━━━━━ TASK MATERIAL
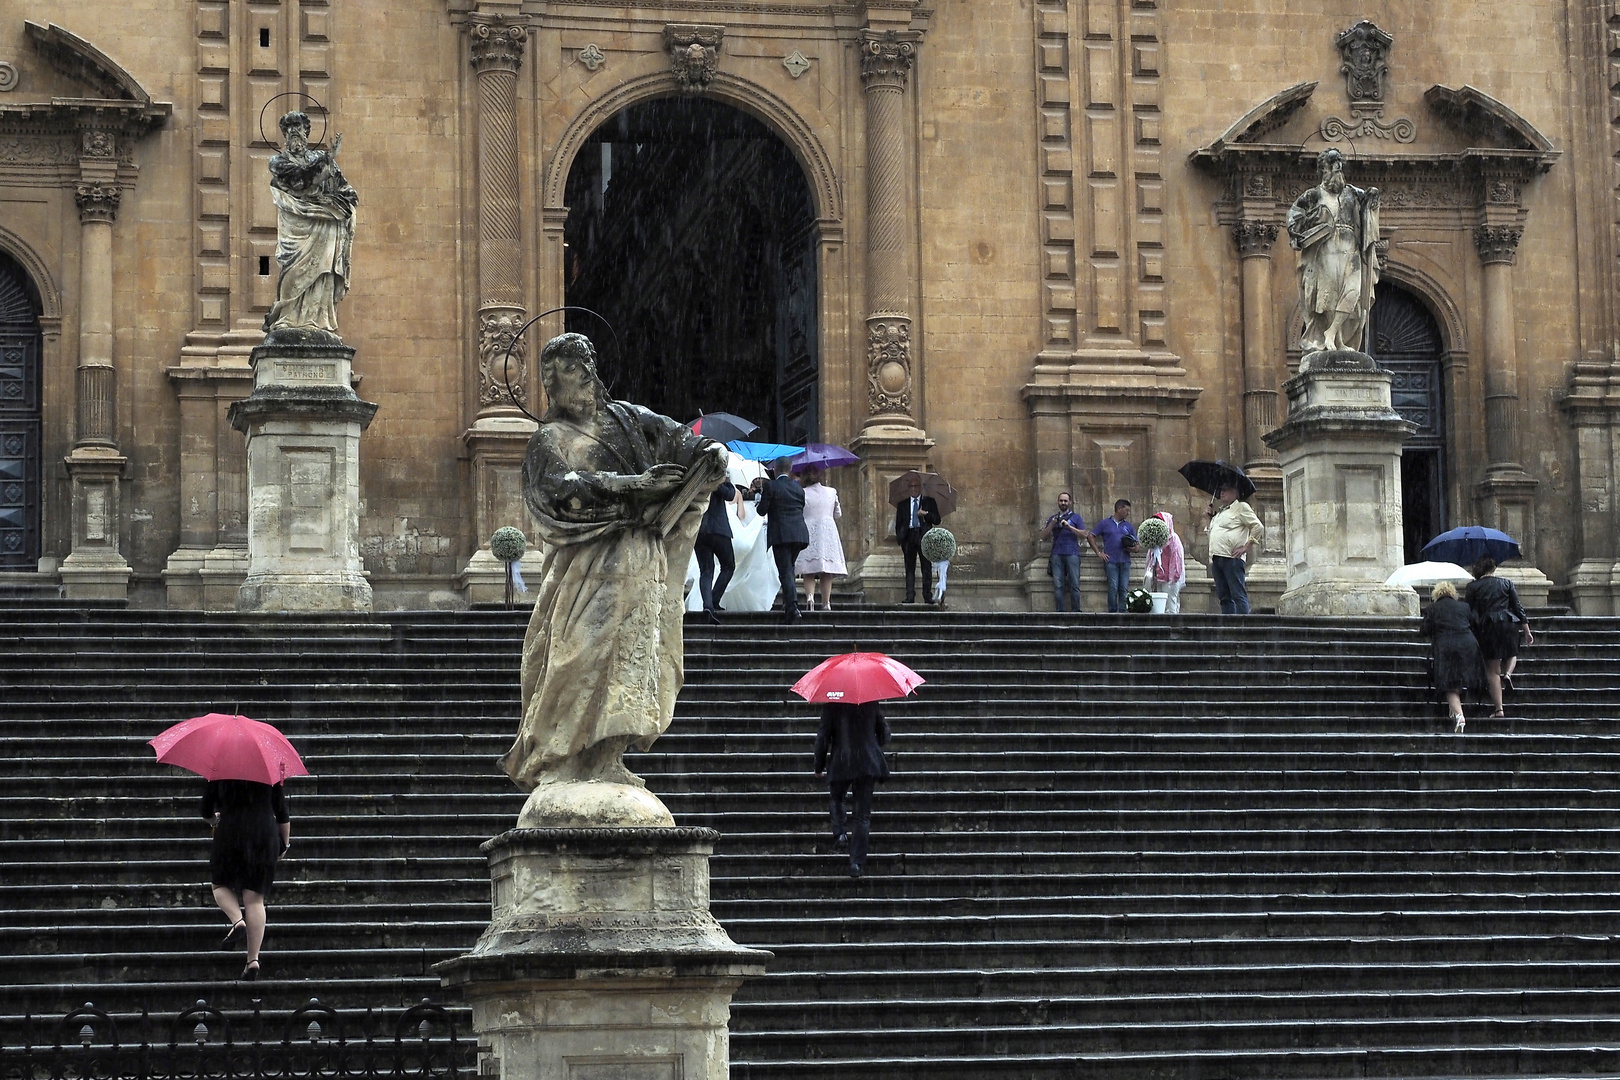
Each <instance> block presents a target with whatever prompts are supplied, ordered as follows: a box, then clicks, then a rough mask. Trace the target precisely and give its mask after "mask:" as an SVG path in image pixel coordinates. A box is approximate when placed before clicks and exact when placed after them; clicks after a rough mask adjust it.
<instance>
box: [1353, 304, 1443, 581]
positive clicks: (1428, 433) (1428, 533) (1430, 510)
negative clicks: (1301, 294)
mask: <svg viewBox="0 0 1620 1080" xmlns="http://www.w3.org/2000/svg"><path fill="white" fill-rule="evenodd" d="M1369 330H1371V334H1369V343H1371V345H1369V350H1367V351H1371V353H1372V358H1374V359H1375V361H1379V368H1383V369H1385V371H1388V372H1390V374H1392V376H1393V377H1395V381H1393V384H1392V387H1390V398H1392V403H1393V406H1395V411H1396V413H1400V415H1401V416H1403V418H1406V419H1409V421H1413V423H1414V424H1417V431H1416V432H1413V436H1411V437H1409V439H1408V440H1406V444H1405V445H1403V447H1401V518H1403V525H1405V533H1406V560H1408V562H1416V560H1417V554H1419V552H1421V551H1422V546H1424V544H1427V542H1429V541H1430V539H1434V538H1435V536H1437V534H1439V533H1443V531H1445V505H1447V500H1445V402H1442V398H1440V389H1442V379H1440V353H1442V351H1443V342H1442V338H1440V327H1439V324H1437V322H1435V321H1434V316H1432V314H1429V309H1427V308H1426V306H1424V304H1422V301H1419V300H1417V298H1416V296H1414V295H1411V293H1409V291H1406V290H1405V288H1401V287H1400V285H1395V283H1393V282H1379V285H1377V293H1375V296H1374V303H1372V313H1371V319H1369Z"/></svg>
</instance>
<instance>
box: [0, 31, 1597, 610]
━━━━━━━━━━
▸ TASK REQUIREMENTS
Exactly as written above, print every line of the data but not its pictures.

▸ FINISHED TASK
Each <instance> block presents a target with whatever prompts are supplied, ordered as follows: a box, then clicks, then a rough mask. Trace the target precisely and give its mask after "mask:" as an SVG path in image pixel coordinates. A box is approximate when placed before clicks and exact when placed after them; clicks after a rough mask adjust it.
<instance>
box: [1353, 304, 1443, 581]
positive clicks: (1428, 433) (1428, 533) (1430, 510)
negative clicks: (1301, 294)
mask: <svg viewBox="0 0 1620 1080" xmlns="http://www.w3.org/2000/svg"><path fill="white" fill-rule="evenodd" d="M1369 330H1371V334H1369V343H1371V345H1369V350H1367V351H1371V353H1372V358H1374V359H1375V361H1379V368H1383V369H1385V371H1388V372H1390V374H1392V376H1393V377H1395V381H1393V384H1392V387H1390V398H1392V403H1393V406H1395V411H1396V413H1400V415H1401V416H1403V418H1406V419H1409V421H1413V423H1414V424H1417V431H1416V432H1413V436H1411V437H1409V439H1408V440H1406V444H1405V445H1403V447H1401V518H1403V525H1405V533H1406V560H1408V562H1416V560H1417V554H1419V552H1421V551H1422V546H1424V544H1427V542H1429V541H1430V539H1434V538H1435V536H1437V534H1439V533H1443V531H1445V505H1447V500H1445V402H1442V398H1440V389H1442V379H1440V353H1442V351H1443V342H1442V338H1440V327H1439V324H1437V322H1435V321H1434V316H1432V314H1429V309H1427V308H1426V306H1424V304H1422V301H1419V300H1417V298H1416V296H1414V295H1411V293H1409V291H1406V290H1405V288H1401V287H1400V285H1395V283H1393V282H1379V285H1377V293H1375V296H1374V303H1372V313H1371V319H1369Z"/></svg>
</instance>
<instance>
box: [0, 31, 1597, 610]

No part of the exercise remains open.